>> START

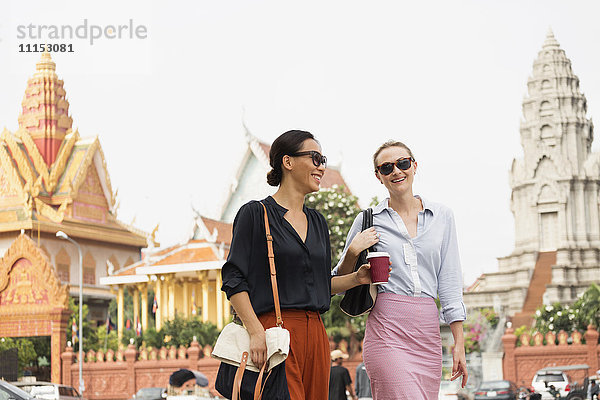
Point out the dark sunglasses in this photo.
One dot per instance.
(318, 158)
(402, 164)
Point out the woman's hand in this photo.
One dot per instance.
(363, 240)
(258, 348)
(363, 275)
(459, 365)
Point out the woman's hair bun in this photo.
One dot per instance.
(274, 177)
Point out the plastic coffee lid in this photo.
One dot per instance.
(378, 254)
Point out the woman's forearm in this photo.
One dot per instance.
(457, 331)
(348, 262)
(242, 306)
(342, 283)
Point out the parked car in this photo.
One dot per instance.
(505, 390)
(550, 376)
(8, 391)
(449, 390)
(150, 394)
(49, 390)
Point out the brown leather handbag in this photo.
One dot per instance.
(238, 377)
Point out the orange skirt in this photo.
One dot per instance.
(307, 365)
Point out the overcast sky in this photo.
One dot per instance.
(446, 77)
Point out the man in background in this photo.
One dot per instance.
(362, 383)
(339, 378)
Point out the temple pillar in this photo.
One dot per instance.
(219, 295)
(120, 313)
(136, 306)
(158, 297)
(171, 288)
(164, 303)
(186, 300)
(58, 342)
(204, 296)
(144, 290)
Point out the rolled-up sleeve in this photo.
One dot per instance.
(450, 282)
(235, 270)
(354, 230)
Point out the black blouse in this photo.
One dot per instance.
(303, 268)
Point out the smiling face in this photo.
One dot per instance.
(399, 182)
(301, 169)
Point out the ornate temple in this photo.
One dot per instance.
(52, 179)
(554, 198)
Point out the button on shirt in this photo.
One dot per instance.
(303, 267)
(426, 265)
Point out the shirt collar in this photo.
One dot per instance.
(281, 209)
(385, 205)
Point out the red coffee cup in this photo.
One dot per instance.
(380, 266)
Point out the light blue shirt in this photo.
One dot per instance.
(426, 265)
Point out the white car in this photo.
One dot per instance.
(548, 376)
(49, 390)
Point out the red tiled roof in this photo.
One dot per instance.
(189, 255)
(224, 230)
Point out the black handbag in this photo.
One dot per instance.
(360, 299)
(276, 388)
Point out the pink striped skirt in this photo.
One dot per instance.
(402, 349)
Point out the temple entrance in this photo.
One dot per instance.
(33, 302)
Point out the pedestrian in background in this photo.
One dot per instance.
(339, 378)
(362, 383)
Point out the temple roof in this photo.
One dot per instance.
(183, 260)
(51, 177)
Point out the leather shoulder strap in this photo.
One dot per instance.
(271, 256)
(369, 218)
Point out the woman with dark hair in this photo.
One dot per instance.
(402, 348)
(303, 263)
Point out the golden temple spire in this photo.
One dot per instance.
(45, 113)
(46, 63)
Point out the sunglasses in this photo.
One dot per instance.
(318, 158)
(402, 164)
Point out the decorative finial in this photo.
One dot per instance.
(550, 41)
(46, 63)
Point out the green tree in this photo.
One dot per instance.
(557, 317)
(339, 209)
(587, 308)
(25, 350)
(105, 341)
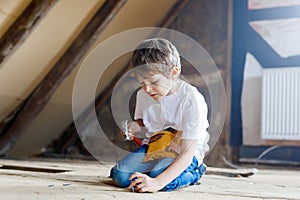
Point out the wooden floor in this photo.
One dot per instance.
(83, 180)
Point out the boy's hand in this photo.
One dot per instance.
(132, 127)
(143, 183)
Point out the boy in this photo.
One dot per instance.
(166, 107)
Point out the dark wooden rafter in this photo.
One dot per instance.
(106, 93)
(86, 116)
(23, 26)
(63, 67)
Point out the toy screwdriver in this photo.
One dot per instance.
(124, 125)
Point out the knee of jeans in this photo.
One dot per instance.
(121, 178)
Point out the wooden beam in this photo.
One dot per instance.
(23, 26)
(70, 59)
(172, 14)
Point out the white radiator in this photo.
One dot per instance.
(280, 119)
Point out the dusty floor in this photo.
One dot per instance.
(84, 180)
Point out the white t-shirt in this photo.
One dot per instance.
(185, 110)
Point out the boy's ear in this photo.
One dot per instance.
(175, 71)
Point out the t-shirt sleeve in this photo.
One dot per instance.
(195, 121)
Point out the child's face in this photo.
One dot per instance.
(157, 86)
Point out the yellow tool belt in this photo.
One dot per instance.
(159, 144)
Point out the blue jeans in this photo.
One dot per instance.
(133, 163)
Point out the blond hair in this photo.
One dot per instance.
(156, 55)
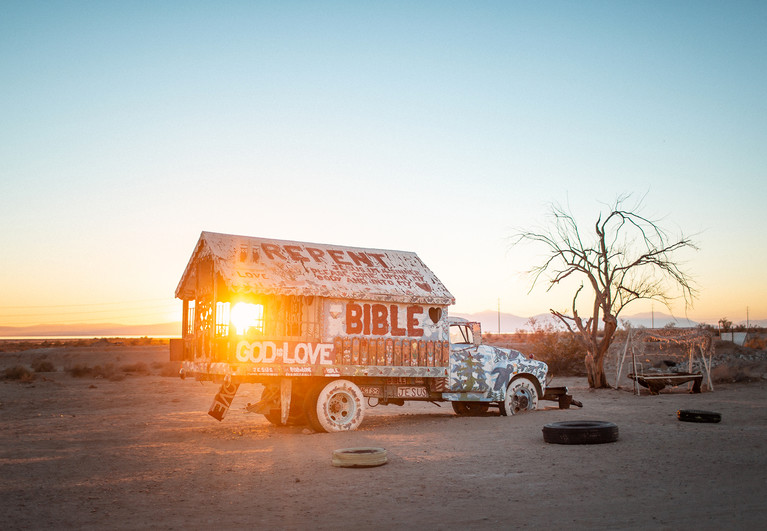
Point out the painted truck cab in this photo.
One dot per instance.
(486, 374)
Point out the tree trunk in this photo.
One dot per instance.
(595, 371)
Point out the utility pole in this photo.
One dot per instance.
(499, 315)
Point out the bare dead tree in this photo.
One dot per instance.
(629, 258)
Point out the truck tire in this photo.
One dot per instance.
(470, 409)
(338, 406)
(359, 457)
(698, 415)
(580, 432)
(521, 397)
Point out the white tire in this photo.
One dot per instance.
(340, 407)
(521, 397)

>> END

**Do this:**
Go through the entries above and print each one exactly, minus the pictures.

**Written solution:**
Point out the dark sunglasses in this photo.
One dot per instance.
(318, 158)
(402, 164)
Point out the woman's hand in this photo.
One dot per instance.
(363, 240)
(258, 348)
(363, 275)
(459, 365)
Point out the woman's hair bun in this photo.
One dot per instance.
(274, 177)
Point out the plastic coffee lid in this photo.
One dot per instance.
(378, 254)
Point out the woman's forearm in this photo.
One dot per instance.
(457, 331)
(348, 262)
(242, 306)
(342, 283)
Point out the parked car in this photo.
One dot per instance.
(505, 390)
(550, 376)
(8, 391)
(449, 390)
(150, 394)
(49, 390)
Point out the brown leather handbag in this photo.
One dot per instance.
(238, 377)
Point out the orange skirt in this photo.
One dot per instance.
(307, 365)
Point out the overcast sky in this photo.
One dot per instance.
(446, 77)
Point out the man in background in this photo.
One dot per instance.
(362, 383)
(339, 378)
Point out the temple pillar in this photo.
One dot per instance.
(219, 295)
(120, 313)
(136, 306)
(158, 297)
(171, 288)
(164, 303)
(186, 300)
(58, 342)
(204, 296)
(144, 290)
Point out the rolled-up sleeve in this photo.
One dot per instance.
(450, 282)
(235, 270)
(354, 230)
Point out the black blouse in this photo.
One dot per instance.
(303, 268)
Point out the smiling face in this photo.
One dot per instance.
(399, 182)
(301, 169)
Point out the ornate temple in this photo.
One dot per instance.
(52, 179)
(554, 198)
Point out the button on shirt in this photo.
One dot per instance.
(303, 267)
(426, 265)
Point out the shirt collar in this photo.
One dot per instance.
(281, 209)
(385, 205)
Point out the red coffee cup in this photo.
One dot per instance.
(380, 266)
Point out the light blue shirt in this photo.
One dot per instance.
(426, 265)
Point out the white car in this photo.
One dot per instance.
(548, 376)
(49, 390)
Point out the red tiled roof in this photo.
One dot per instance.
(189, 255)
(224, 230)
Point out the black handbag in this photo.
One dot per instance.
(360, 299)
(276, 388)
Point out the pink striped skirt in this photo.
One dot per instance.
(402, 349)
Point out the temple entrance in this photo.
One dot per instance.
(33, 302)
Point out the pedestrian in background in this photo.
One dot per instance.
(339, 378)
(362, 383)
Point out the temple roof in this photo.
One dot per instance.
(183, 260)
(51, 177)
Point out the leather shoulder strap in this photo.
One dot per instance.
(271, 256)
(369, 218)
Point out the woman with dark hair in this photo.
One dot per instance.
(402, 348)
(303, 263)
Point out the golden temple spire in this photo.
One dot per instance.
(45, 113)
(46, 63)
Point out the sunglasses in this photo.
One dot per instance.
(318, 158)
(402, 164)
Point out the decorative finial in this photo.
One dot per instance.
(550, 41)
(46, 63)
Point out the green tree in this photo.
One dot per instance.
(557, 317)
(339, 209)
(587, 308)
(25, 350)
(105, 341)
Point out the wooden floor in this photo.
One dot per instance.
(83, 180)
Point out the boy's hand in this photo.
One dot per instance.
(132, 127)
(143, 183)
Point out the boy in this photo.
One dot per instance.
(166, 107)
Point out the dark wooden rafter in this photo.
One dot per instance.
(106, 93)
(86, 116)
(23, 26)
(63, 67)
Point out the toy screwdriver in this photo.
One dot per instance.
(124, 125)
Point out the knee of jeans in this photo.
One dot per instance.
(121, 178)
Point out the wooden beam in this photo.
One dot per instance.
(23, 26)
(70, 59)
(172, 14)
Point out the white radiator in this photo.
One dot per instance.
(280, 119)
Point out the dusty floor in this photo.
One dot per instance.
(84, 180)
Point out the white t-shirt in this photo.
One dot per instance.
(185, 110)
Point out the boy's ear in this photo.
One dot per instance.
(175, 71)
Point out the t-shirt sleeve in this photo.
One dot per instance.
(195, 121)
Point out the child's face in this photo.
One dot per instance.
(157, 86)
Point out the yellow tool belt in this photo.
One dot per instance.
(159, 144)
Point out the blue jeans in this photo.
One dot per instance.
(133, 163)
Point out the blond hair in this photo.
One dot per instance.
(156, 55)
Point out the painted truck cab in this photo.
One dot per instance.
(486, 374)
Point out the tree trunk in this photo.
One dot per instance.
(595, 371)
Point out the utility pole in this photo.
One dot per instance.
(499, 315)
Point out the bare dead tree in this photo.
One dot per instance.
(629, 258)
Point out the truck tire in this photo.
One dot per instance.
(470, 409)
(338, 406)
(359, 457)
(698, 415)
(580, 432)
(521, 397)
Point out the white tire in this photo.
One dot per instance.
(340, 407)
(521, 397)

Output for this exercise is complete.